> [Task objective]:
Retype the data that follows line by line, exactly, and leave its pictures out.

> [Dataset rows on where objects appear]:
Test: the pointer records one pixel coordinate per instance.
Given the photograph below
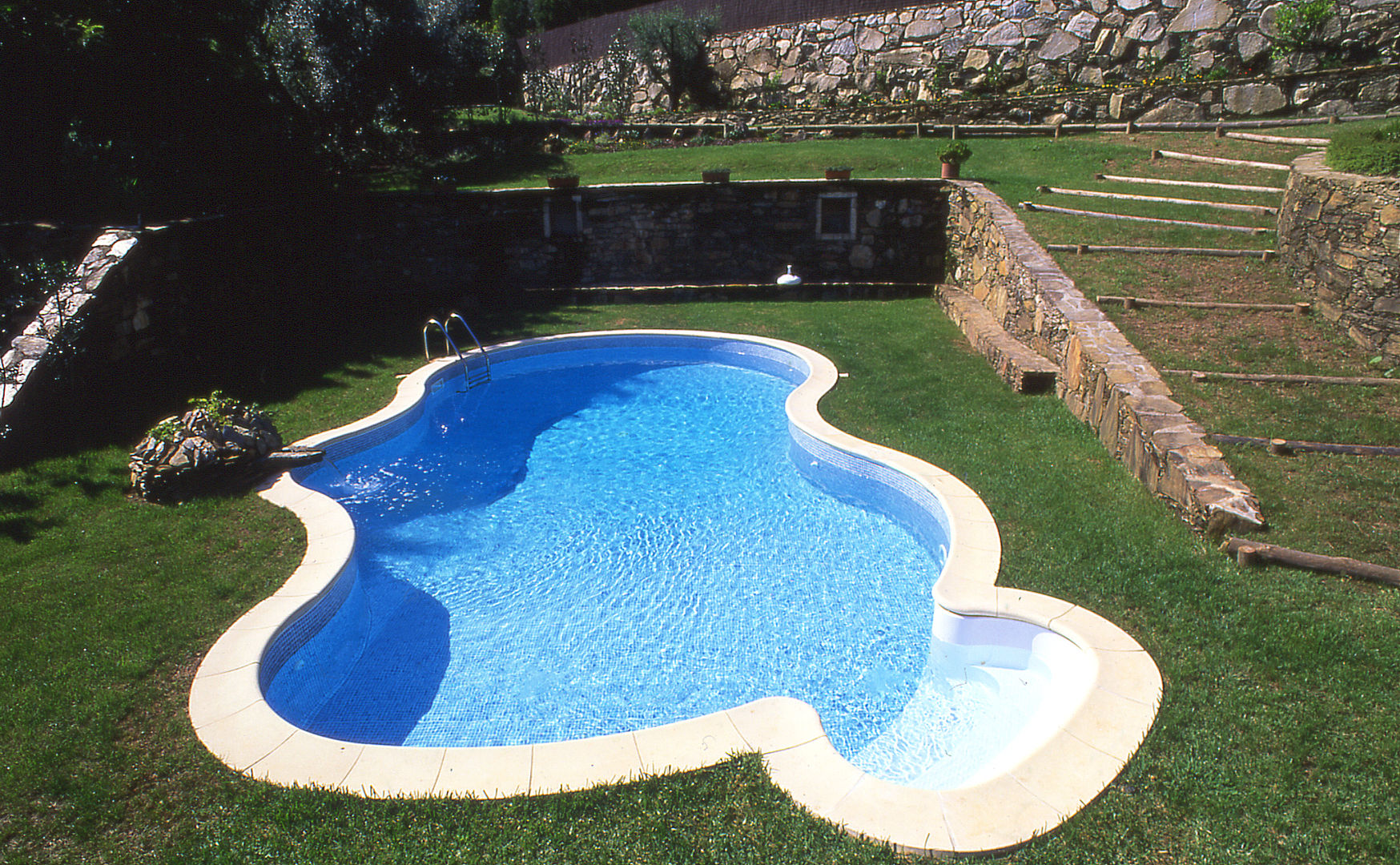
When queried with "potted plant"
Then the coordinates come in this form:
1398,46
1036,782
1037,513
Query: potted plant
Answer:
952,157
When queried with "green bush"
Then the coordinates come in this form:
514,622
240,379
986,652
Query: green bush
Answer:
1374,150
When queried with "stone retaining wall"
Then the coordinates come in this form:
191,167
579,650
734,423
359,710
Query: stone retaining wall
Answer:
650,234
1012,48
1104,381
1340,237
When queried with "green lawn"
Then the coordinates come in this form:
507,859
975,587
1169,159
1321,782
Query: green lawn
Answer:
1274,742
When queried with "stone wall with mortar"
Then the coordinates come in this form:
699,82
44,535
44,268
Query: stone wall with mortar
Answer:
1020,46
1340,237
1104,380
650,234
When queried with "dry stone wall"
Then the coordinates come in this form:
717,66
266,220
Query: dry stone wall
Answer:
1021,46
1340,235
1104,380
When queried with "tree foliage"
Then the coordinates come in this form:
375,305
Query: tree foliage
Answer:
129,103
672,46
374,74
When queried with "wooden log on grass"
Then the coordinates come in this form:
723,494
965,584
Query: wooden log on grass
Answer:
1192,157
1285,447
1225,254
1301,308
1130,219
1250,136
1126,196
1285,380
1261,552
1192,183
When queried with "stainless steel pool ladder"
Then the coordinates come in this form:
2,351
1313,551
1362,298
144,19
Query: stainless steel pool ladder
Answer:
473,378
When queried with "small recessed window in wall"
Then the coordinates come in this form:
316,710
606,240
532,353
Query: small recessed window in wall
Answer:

> [Reply to the exercise]:
Test: the pointer records one pixel coordinate per instance.
Given the photograph below
When queried with "potted plant"
Then the coordinates come in this form:
1398,46
1036,782
1037,513
Query: potted plant
Answer:
952,157
When queried with "green bush"
Then the coordinates come in this form:
514,622
240,379
986,652
Query: green bush
Answer:
1374,150
When queried with "stone retaining wall"
Then the coordinates come in this form:
191,167
579,650
734,423
359,710
Query: stone retaining wall
Answer:
650,234
1012,48
1104,381
1340,237
When queried with "green lawn"
Then the coordinates come in this form:
507,859
975,587
1169,159
1321,782
Query: green lawn
Answer:
1274,742
When queried with "stone wall with mortar"
Then the coordinates come in this form:
699,82
44,535
44,268
Query: stone wall with mortar
Answer:
1020,46
1340,237
1104,380
650,234
When queried with "dry stone wall"
Then the coordinates come in this form:
717,66
266,220
Query: dry stone wall
Answer:
1021,46
1340,235
1104,380
When queried with "tree foliage"
Then the coordinates come in this form:
375,305
Query: tree foliage
Answer:
129,103
672,46
374,74
When queried with "wooden log on grass"
Then the coordinates come in this form:
723,494
965,584
Query: wooden log on grass
Answer:
1192,157
1285,447
1225,254
1301,308
1130,219
1250,136
1126,196
1285,380
1261,552
1192,183
When queried with "stainless steel pool ladder"
Then the coordinates come in this form:
2,351
1313,551
1362,298
144,19
Query: stainless steel pool ladder
Answer:
473,378
When queried with "small recessed window in wall"
Then the coordinates come in this form:
316,710
606,240
532,353
Query: small recessed window in wall
Answer:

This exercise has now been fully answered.